-------- RECORDS PROVIDED

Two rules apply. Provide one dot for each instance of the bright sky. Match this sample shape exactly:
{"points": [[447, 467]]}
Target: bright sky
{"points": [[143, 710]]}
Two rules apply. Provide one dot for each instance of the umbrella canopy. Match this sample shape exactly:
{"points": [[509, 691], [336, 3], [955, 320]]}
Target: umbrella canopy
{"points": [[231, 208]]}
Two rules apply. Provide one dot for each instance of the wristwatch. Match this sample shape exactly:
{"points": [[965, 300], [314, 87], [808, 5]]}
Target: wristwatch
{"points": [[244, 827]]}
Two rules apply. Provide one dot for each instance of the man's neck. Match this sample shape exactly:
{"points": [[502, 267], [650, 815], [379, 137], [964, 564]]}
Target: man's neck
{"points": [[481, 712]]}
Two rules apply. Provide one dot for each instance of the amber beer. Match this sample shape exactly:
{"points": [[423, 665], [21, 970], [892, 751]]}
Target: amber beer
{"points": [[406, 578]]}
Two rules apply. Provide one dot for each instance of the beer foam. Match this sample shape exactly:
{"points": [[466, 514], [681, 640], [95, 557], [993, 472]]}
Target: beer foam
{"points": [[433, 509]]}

----------------

Reproduce every one of the records above word for word, with each line unchanged and in its original order.

* [FINISHED EXERCISE]:
Two rules apply. Provide one dot for each instance of the bright sky. Match this sample shape exactly:
{"points": [[447, 467]]}
Target: bright sky
{"points": [[143, 710]]}
Two rules apply. Provide one dot for each instance of the umbrella canopy. Match this sample shape exactly:
{"points": [[509, 691], [336, 3], [955, 320]]}
Target: umbrella canopy
{"points": [[231, 208]]}
Two rules apply. Provide one dot for each instance of the wristwatch. Match this sample shape exactly:
{"points": [[965, 300], [314, 87], [808, 5]]}
Target: wristwatch
{"points": [[244, 827]]}
Two rules apply. Provide one dot for each instance of the man's neck. Match this sample shape exactly:
{"points": [[502, 267], [650, 815], [379, 137], [964, 564]]}
Target: man's neck
{"points": [[481, 712]]}
Two rules apply. Provide one dot for each instance of the amber beer. Match this sample shape exactly:
{"points": [[423, 665], [21, 970], [892, 751]]}
Target: amber beer
{"points": [[406, 578]]}
Two rules apply. Provide one dot for each instance of the beer foam. Match this sample shape exactly:
{"points": [[466, 514], [681, 640], [95, 557], [993, 472]]}
Target: beer foam
{"points": [[433, 509]]}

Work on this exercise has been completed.